BEGIN Text excerpt

Re: Use cases

On 01/05/2011 09:40 AM, Anne van Kesteren wrote:
> On Wed, 05 Jan 2011 15:26:24 +0100, Sam Ruby <rubys@intertwingly.net>
> wrote:
>> On 01/05/2011 08:31 AM, Anne van Kesteren wrote:
>>> On Wed, 05 Jan 2011 13:15:20 +0100, Sam Ruby <rubys@intertwingly.net>
>>> wrote:
>>>> Meanwhile, there is clear value in degrading gracefully by serving the
>>>> same content as text/html to clients that don't support
>>>> application/xhtml+xml, even if such clients don't get the benefit of
>>>> the full functionality.
>>>
>>> But soon all browsers will support XHTML.
>>
>> Define "soon". Define "all". Heck, define "browser" as the use cases I
>> proposed[1] deal with feed readers. Many of which attack HTML with
>> regular expressions. Including, embarrassingly enough, one of the very
>> libraries that Planet Venus depends on[2].
>>
>>> Internet Explorer not supporting XHTML was a problem for people wishing
>>> to use XHTML. But that is being solved. What other problem is there? (I
>>> would say, that XHTML is too hard, but that is not being debated.)
>>
>> I don't recommend to people that they serve XHTML unless they have a
>> compelling reason to do so; but for those that do, I recommend
>> constructing the XHTML in such a way that it can be parsed correctly
>> as HTML unless there is a compelling reason not to.
>>
>> I've given my reason in the form of a use case. One that I will point
>> out is not atypical or hypothetical. Can either you or Henri give any
>> rationale for your pushing back on this?

END Text excerpt
BEGIN Raw records

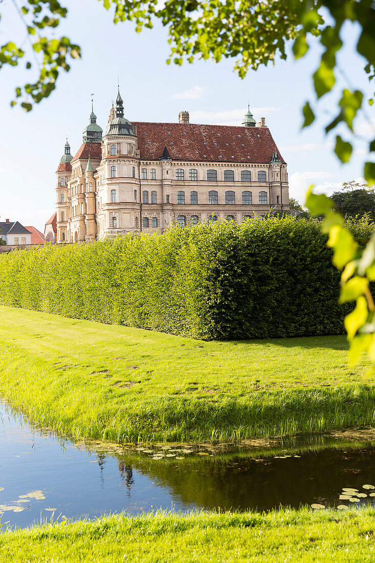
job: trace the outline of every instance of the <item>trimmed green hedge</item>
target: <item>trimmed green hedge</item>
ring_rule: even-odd
[[[0,303],[204,339],[338,334],[326,241],[316,221],[270,217],[17,251],[0,257]]]

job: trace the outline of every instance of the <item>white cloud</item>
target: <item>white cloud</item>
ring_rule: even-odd
[[[280,108],[275,106],[252,108],[251,113],[255,116],[263,117],[274,111],[278,111]],[[246,113],[246,109],[229,109],[223,111],[205,111],[196,110],[190,113],[191,120],[195,123],[215,123],[217,125],[240,125]],[[256,117],[255,119],[257,119]]]
[[[185,90],[180,93],[173,94],[171,96],[171,100],[199,100],[206,93],[206,89],[200,86],[193,86],[190,90]]]

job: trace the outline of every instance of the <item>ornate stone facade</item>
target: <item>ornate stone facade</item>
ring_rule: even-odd
[[[133,122],[119,91],[104,136],[92,111],[73,158],[57,168],[57,242],[289,209],[287,164],[262,118],[242,126]]]

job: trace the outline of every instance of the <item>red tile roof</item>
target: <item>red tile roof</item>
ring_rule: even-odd
[[[72,164],[70,162],[60,162],[56,170],[57,172],[72,172]]]
[[[73,160],[76,158],[88,158],[89,154],[91,160],[101,160],[101,147],[100,142],[83,143],[78,149]]]
[[[43,244],[44,242],[44,235],[35,227],[25,227],[32,234],[32,244]]]
[[[164,146],[172,160],[268,164],[276,150],[268,127],[133,122],[142,160],[156,160]]]
[[[56,225],[56,211],[52,215],[52,216],[48,219],[48,220],[46,223],[46,225],[52,225],[52,229],[55,233],[57,233],[57,227]]]

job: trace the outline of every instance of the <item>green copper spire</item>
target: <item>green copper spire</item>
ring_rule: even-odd
[[[91,164],[91,160],[90,159],[90,155],[88,155],[88,160],[87,160],[87,166],[86,166],[86,169],[85,172],[93,172],[93,168],[92,168],[92,164]]]
[[[255,127],[255,119],[253,117],[253,114],[250,111],[250,106],[248,104],[247,111],[245,114],[245,117],[242,122],[242,124],[245,127]]]

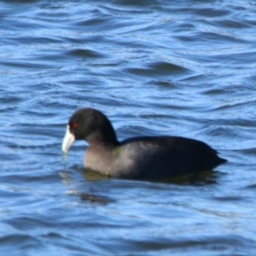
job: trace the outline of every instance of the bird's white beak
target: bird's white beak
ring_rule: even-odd
[[[67,131],[62,142],[62,152],[67,154],[69,148],[72,146],[75,140],[74,136],[69,131],[69,125],[67,125]]]

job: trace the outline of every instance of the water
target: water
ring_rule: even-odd
[[[1,1],[1,255],[254,255],[253,1]],[[229,163],[197,182],[66,164],[71,113],[119,139],[194,137]]]

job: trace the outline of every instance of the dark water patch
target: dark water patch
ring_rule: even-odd
[[[73,57],[83,57],[83,58],[102,58],[102,54],[90,49],[72,49],[67,52],[67,55]]]
[[[130,67],[125,72],[136,75],[144,77],[163,77],[163,76],[177,76],[189,72],[183,67],[168,62],[156,62],[147,65],[144,68]]]

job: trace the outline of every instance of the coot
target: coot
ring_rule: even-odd
[[[94,108],[81,108],[71,116],[63,153],[74,140],[89,144],[85,167],[112,177],[170,178],[212,170],[226,162],[205,143],[182,137],[137,137],[119,142],[109,119]]]

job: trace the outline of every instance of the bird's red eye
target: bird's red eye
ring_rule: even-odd
[[[79,124],[78,123],[72,123],[71,125],[70,125],[72,128],[76,128],[79,126]]]

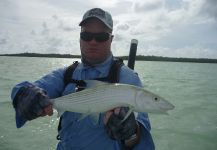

END Raw records

**Work instructions:**
[1] Answer the following from the use-cases email.
(a) What kind of software do the proposed use cases deal with?
(b) Which browser's lack of XHTML support is described as a problem for people who wished to use XHTML?
(c) Which project depends on a library that attacks HTML with regular expressions?
[2] Continue the use-cases email, beginning after its final line.

**Answers per task:**
[1]
(a) Feed readers.
(b) Internet Explorer.
(c) Planet Venus.

[2]
>
> I think that resources need to be processed unambiguously. Having
> resources processed sometimes as XML and sometimes as HTML depending on
> the user agent is very fragile and does not lead to interoperability. In
> fact, I think will lead to divergence (localized perhaps). I.e. authors
> not aware of this happening will optimize for their user agent of choice
> (likely the market leader) and e.g. use features exclusively to HTML or
> XML. (This has happened before. The difference was that instead of XML
> and HTML you had IE-flavored HTML and Netscape-flavored HTML.)

I note that you don't define soon, all, or browsers.

Additionally, there are feed formats, such as RSS 2.0, which do not 
provide a means to clearly identify the mime type of descriptions. 
Until all user agents are rewritten "properly" and all legacy document 
formats are retired, I don't believe that use cases should be rejected 
based on how an ideal world would look like any more than I believe that 
HTML5 should ignore supporting the vast corpus of existing content as a 
requirement.

There are many scenarios where consumers will have to sniff or guess 
content.  Hopefully, over time, more will converge or default to HTML5 
as the way to parse unknown or mislabeled content.  Ideally, most 
content will degrade gracefully with this choice, even if the original 
author's intent was XHTML1.0 or XHTML5.  In fact, this generally is the 
case.

Meanwhile, many users of Planet Venus are serving their content as 
text/html.  And I continue to have no way to prevent such.  Nor do I 
have any desire to do so.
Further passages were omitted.